──────── Text for analysis
Christian Jarrett:

We move house, change jobs, begin new relationships, yet most of the time, most of us still experience a thread of inner continuity – a constant feeling of me-ness that transcends the various chapters of our lives. Indeed, there’s evidence that having a stable, constant sense of self and identity is important for psychological wellbeing. However, this thread can rupture, leading to an uncomfortable disconnect between who we feel we are today, and the person that we believe we used to be – a state that psychologists recently labelled “derailment”.

Mostly I find the above interesting precisely because I don’t have a “stable, constant sense of self and identity”, and I never have.

In fact I cannot conceive of the person I was when I was in grade school in rural upstate New York, or the person I was in high school in suburban upstate New York, or the person I was in college in downstate New York, or the person I was after college in Chicago or back in upstate New York or in New York City, or the person I was over two decades ago in northern California, or even the person I was when I first moved to the Pacific Northwest, or even the person I was a decade ago here.

It’s not that I don’t remember any of these times, or what I was doing. It’s that I don’t remember how any of it felt, how being any of these people felt, and I do wonder whether or not having access to how it felt to be at any given stage of your life is key to having a sense of flow from one version of you to the next.

Past online autobiographical blurbs I’ve written have included a telling statement: “If events were pictures and emotions were sounds, his memories would play as silent movies.”

On rare occasions the emotional components of my past selves can surface. One day in college, I watched an old home movie that had been transferred onto videotape, and one segment included both my late maternal grandfather and my late family cat, and I erupted in tears. (I’d not, for whatever it’s worth, cried contemporaneously at either of their deaths.) So, either the emotional components of those memories must have been recorded somewhere in my brain, or this particular emotional outburst purely was in response to the in-the-moment stimulus of the videotape itself.
────────────────
──────── Supplied information
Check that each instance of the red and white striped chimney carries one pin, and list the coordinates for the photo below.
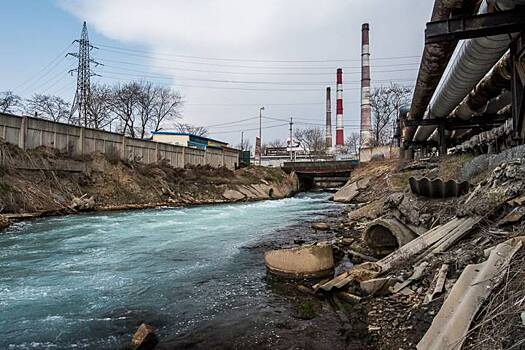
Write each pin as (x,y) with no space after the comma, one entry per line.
(328,118)
(339,126)
(366,120)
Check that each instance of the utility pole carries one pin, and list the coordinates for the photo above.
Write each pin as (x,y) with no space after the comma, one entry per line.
(83,92)
(260,134)
(242,140)
(291,139)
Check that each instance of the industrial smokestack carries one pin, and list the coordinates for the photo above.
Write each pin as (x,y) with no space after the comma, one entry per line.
(328,118)
(339,127)
(366,120)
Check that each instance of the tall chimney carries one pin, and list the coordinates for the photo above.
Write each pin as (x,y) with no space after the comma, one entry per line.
(366,123)
(339,127)
(328,118)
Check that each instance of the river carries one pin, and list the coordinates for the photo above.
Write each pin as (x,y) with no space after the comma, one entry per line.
(88,281)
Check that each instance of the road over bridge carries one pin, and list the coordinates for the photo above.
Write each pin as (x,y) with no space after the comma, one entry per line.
(322,174)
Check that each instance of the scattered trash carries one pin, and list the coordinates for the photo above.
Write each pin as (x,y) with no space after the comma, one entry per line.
(476,282)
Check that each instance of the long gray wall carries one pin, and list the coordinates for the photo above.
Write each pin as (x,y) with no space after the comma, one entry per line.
(29,133)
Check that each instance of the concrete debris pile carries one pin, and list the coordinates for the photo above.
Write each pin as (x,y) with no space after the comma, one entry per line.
(83,203)
(424,272)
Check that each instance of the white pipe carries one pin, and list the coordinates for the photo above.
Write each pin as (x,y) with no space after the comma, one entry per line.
(474,59)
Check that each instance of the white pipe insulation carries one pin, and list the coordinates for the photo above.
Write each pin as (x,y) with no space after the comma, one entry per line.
(474,59)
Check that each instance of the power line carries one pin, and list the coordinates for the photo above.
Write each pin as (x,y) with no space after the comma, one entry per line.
(174,69)
(298,83)
(330,69)
(47,68)
(222,64)
(325,60)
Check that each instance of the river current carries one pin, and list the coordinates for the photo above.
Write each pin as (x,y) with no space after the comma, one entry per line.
(88,281)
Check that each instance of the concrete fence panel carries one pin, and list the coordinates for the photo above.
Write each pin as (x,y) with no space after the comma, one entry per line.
(30,133)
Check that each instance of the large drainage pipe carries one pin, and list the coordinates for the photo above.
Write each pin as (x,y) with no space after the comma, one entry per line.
(475,58)
(434,61)
(385,235)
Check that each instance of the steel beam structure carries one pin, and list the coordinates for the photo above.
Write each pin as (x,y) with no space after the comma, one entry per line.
(469,27)
(483,122)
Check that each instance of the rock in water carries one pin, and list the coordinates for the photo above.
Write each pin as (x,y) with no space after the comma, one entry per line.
(309,261)
(321,226)
(144,338)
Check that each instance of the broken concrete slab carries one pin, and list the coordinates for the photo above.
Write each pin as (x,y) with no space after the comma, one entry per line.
(349,191)
(439,284)
(309,261)
(516,215)
(416,275)
(476,282)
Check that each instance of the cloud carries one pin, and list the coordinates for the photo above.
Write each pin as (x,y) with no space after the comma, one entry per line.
(259,29)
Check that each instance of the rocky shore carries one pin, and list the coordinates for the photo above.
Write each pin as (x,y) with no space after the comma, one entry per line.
(390,295)
(44,182)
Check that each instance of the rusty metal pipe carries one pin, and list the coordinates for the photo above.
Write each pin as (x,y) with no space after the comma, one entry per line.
(433,63)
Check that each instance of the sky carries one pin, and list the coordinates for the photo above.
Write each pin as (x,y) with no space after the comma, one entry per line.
(227,58)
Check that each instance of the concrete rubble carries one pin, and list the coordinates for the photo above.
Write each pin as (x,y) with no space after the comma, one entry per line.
(424,268)
(144,338)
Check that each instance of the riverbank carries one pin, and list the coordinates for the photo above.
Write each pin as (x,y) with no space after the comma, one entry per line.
(44,182)
(393,302)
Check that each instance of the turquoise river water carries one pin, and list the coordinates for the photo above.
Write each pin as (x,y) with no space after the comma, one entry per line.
(88,281)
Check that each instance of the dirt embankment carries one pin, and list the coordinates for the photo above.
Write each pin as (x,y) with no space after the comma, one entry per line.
(396,309)
(45,182)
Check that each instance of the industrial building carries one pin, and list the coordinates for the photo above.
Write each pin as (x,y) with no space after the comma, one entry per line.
(187,140)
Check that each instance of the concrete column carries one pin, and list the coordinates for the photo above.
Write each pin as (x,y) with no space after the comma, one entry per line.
(22,134)
(81,139)
(123,155)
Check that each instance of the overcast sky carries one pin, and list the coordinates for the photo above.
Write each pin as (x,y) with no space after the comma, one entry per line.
(245,49)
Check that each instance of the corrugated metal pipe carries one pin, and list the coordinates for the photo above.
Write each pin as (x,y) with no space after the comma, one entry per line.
(433,63)
(474,59)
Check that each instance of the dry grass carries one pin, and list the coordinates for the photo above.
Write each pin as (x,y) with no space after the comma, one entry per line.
(498,324)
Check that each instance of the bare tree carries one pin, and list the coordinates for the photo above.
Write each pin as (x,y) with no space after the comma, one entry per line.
(124,103)
(9,102)
(245,145)
(313,140)
(99,107)
(167,107)
(385,102)
(142,106)
(50,107)
(277,143)
(191,129)
(352,142)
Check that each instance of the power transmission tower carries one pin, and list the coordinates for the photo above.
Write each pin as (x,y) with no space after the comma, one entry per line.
(83,93)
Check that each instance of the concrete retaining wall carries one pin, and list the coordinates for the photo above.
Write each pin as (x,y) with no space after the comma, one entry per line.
(29,133)
(367,154)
────────────────
**Activity list:**
#1 Edit the passage on sense of self, starting with "In fact I cannot" and going on through "decade ago here.", so that "Chicago" is replaced with "Boston".
#2 In the passage on sense of self, what label did psychologists recently give to the disconnect between who we feel we are today and who we believe we used to be?

**Per-task outputs:**
#1
In fact I cannot conceive of the person I was when I was in grade school in rural upstate New York, or the person I was in high school in suburban upstate New York, or the person I was in college in downstate New York, or the person I was after college in Boston or back in upstate New York or in New York City, or the person I was over two decades ago in northern California, or even the person I was when I first moved to the Pacific Northwest, or even the person I was a decade ago here.

#2 Derailment.